* _Document passage_:
--- START ---
Finding new antibiotics: The genome way

New antibiotics

Professor Tilmann Weber discusses how microbial genomics helps to find the next generation of antibiotics in the race against antimicrobial resistance

The COVID-19 pandemic has dramatically demonstrated humankind’s vulnerability towards infectious diseases especially with the lack of a vaccine or drug to treat the infections.

Luckily, for many infectious diseases caused by bacterial pathogens, we have efficient drugs – antibiotics – to treat them. However, for these diseases there is also an alarming trend: Increasing numbers of pathogenic bacteria have acquired antimicrobial resistance, which renders many antibiotics useless and makes formerly easily treatable infections life-threatening or even deadly. Currently, more than 700,000 people die each year due to drug-resistant diseases, including 230,000 people who die from multidrug-resistant tuberculosis, according to the UN.

Finding new “hidden” antimicrobials

One important pillar of addressing this severe global challenge is the development of novel antimicrobials. But industrial pipelines are almost empty when it comes to new classes of antibiotics. To understand why, we need to look back.

Historically, most antimicrobials originate from bacterial or fungal microorganisms. Especially in the 1950s and 1960s, the antimicrobial drug discovery field experienced a “golden age” with many of the current antibiotics being discovered and developed. Starting in the 1970s, however, there was a huge decline in industrial antibiotic development. With many antibiotics running off-patent, the prices for antibiotic therapies dropped significantly, reducing commercial interest in the whole antibiotics development market. Also, there were scientific challenges: In the large-scale screening campaigns of the 1950-70s, most of the “low-hanging fruits” were picked. New antibiotics were essentially too hard to find and develop compared to the pay-off.

Using known workhorses

The situation is more or less the same today. But because of antimicrobial resistance and new genome sequencing methods, the field is slowly opening up once more. Instead of solely relying on isolating and characterising the chemicals from bacteria that can grow in a petri dish, researchers turn to “Genome Mining.” With this approach, identifying so-called biosynthetic gene clusters (BGCs) of potential producing organisms has become feasible. This trend is strongly supported by the parallel development of powerful bioinformatics software that helps scientists in this task. For ten years, scientists of DTU Biosustain have been developing such tools, for example the widely used antiSMASH platform (see box).

Identifying interesting pathways is only the first step: often BGCs encoding a potentially novel compound are not expressed under laboratory conditions; the expression needs “triggering.” While expression is still a challenge, new CRISPR-based genetic engineering technologies to engineer the producer strains as well as methods to move BGCs from poorly studied organisms into optimized cellular workhorses help us to get back in business, so to speak.

The iimena project to discover next-gen antimicrobials

The different technologies developed at DTU Biosustain are integrated into the international project “Integration of informatics and metabolic engineering for the discovery of novel antibiotics” (iimena), which is funded by a Challenge Grant by the Novo Nordisk Foundation. Scientists from DTU Biosustain work together with the Korea Advanced Institute of Science and Technology (KAIST) and the Fundación MEDINA Centro de Excelencia en Investigación de Medicamentos Innovadores en Andalucía. The iimena project integrates BGC discovery with innovative high throughput screening, adaptive laboratory evolution and metabolic engineering technologies. In short: we are using all the newest technologies available to tap into the secret world of active compounds produced by bacteria and fungi to reveal the next generation of antibiotics. And with the access to MEDINA’s unique strain collection, we expect to find multiple new antibiotic drug candidates.
--- END ---
Stored data entries:
--- START ---
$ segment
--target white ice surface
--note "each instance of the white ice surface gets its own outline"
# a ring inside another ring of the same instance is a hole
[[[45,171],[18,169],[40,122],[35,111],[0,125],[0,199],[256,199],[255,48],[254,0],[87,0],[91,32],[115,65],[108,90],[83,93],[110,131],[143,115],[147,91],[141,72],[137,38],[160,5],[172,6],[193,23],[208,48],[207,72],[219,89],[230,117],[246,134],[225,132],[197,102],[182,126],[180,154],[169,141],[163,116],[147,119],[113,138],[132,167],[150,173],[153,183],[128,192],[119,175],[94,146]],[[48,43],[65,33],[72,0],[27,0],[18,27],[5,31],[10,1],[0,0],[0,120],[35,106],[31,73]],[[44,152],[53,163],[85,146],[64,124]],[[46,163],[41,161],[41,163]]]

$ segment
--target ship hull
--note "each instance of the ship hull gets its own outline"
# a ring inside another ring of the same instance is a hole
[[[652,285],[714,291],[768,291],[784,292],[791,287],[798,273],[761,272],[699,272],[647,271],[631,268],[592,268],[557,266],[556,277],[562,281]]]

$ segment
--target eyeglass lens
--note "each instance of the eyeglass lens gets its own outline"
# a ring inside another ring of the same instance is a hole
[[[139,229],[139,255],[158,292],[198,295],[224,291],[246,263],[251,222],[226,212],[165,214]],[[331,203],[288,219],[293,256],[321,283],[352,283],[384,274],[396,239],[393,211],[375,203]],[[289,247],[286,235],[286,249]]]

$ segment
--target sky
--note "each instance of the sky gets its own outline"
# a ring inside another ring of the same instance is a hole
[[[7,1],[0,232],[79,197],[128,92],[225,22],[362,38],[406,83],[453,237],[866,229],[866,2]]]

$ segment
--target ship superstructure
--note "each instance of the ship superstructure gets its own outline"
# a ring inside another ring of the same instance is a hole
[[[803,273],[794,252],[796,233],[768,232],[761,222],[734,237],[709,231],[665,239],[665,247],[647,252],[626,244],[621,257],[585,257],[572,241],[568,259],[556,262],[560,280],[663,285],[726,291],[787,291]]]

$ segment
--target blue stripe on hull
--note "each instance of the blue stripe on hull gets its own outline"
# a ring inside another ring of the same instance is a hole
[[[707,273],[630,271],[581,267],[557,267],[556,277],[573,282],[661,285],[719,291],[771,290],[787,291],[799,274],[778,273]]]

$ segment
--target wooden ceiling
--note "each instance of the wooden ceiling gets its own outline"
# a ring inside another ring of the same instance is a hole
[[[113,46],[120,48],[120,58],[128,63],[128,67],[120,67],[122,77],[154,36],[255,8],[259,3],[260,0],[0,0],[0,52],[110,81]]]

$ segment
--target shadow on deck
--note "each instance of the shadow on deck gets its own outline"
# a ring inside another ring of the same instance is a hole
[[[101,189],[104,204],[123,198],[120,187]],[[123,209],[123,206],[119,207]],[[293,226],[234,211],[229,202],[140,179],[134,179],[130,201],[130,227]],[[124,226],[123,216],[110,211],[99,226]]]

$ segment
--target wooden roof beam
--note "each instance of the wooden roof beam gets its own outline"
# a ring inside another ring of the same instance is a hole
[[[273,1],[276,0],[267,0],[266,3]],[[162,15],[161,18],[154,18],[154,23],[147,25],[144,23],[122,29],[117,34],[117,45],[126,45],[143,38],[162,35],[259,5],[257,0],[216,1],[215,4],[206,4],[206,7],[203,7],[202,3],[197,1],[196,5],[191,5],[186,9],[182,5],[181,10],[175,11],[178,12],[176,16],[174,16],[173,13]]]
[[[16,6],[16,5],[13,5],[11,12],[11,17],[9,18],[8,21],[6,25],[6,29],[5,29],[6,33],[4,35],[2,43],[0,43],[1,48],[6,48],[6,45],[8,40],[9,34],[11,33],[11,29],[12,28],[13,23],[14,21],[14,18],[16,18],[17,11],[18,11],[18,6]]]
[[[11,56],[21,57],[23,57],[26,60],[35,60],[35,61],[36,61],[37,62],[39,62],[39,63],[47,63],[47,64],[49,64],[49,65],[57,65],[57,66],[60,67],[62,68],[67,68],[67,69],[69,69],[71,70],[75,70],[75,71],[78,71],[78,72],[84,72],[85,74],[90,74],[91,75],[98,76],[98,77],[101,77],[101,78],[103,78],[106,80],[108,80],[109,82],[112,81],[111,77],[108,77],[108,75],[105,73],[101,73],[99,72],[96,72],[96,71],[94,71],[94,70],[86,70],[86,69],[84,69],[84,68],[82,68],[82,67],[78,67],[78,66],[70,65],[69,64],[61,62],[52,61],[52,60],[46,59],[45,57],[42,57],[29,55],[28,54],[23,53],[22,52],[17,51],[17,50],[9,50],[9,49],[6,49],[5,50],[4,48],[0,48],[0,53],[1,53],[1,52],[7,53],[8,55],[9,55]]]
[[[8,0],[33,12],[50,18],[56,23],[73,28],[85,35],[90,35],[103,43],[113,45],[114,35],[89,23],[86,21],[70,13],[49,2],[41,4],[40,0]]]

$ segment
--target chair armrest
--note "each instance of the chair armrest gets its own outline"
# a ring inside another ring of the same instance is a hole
--- END ---
* _Work instructions_:
1. Decide whether each statement below agrees with the antibiotics article. Answer yes or no and quote the words of the article that decide it. (a) According to the UN, more than 700,000 people die each year due to drug-resistant diseases. (b) Industrial antibiotic development grew strongly starting in the 1970s. (c) The iimena project is funded by the Novo Nordisk Foundation.
2. Copy the passage of the antibiotics article starting at "Finding new antibiotics: The" and ending at "treat the infections.", renaming "antimicrobial resistance" as "drug resistance" wherever it occurs.

* _Written answers_:
1.
(a) Yes: "Currently, more than 700,000 people die each year due to drug-resistant diseases, including 230,000 people who die from multidrug-resistant tuberculosis, according to the UN."
(b) No: "Starting in the 1970s, however, there was a huge decline in industrial antibiotic development."
(c) Yes: "which is funded by a Challenge Grant by the Novo Nordisk Foundation"

2.
Finding new antibiotics: The genome way

New antibiotics

Professor Tilmann Weber discusses how microbial genomics helps to find the next generation of antibiotics in the race against drug resistance

The COVID-19 pandemic has dramatically demonstrated humankind’s vulnerability towards infectious diseases especially with the lack of a vaccine or drug to treat the infections.